** Start DATA LINES **
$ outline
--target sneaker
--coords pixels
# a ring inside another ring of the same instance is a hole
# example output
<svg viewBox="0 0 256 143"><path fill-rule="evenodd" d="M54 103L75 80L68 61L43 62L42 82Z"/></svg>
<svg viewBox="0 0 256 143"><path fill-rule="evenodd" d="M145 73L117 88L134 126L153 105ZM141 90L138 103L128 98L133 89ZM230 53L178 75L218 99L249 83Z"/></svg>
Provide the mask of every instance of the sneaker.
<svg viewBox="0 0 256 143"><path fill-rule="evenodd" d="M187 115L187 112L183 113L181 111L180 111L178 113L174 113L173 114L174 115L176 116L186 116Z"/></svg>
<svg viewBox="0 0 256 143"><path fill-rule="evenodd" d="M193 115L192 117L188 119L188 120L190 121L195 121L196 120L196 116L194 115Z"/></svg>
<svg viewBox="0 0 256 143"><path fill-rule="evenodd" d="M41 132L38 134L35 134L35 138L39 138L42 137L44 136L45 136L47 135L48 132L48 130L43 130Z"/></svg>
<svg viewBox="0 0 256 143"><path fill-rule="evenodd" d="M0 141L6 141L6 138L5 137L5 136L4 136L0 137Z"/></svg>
** End DATA LINES **
REQUIREMENT.
Edit the data from its start through the line containing "103L75 80L68 61L43", changing "hole" to "cutout" and leaving everything else unchanged. Give only those edited lines.

EXERCISE RESPONSE.
$ outline
--target sneaker
--coords pixels
# a ring inside another ring of the same instance is a cutout
# example output
<svg viewBox="0 0 256 143"><path fill-rule="evenodd" d="M54 103L75 80L68 61L43 62L42 82Z"/></svg>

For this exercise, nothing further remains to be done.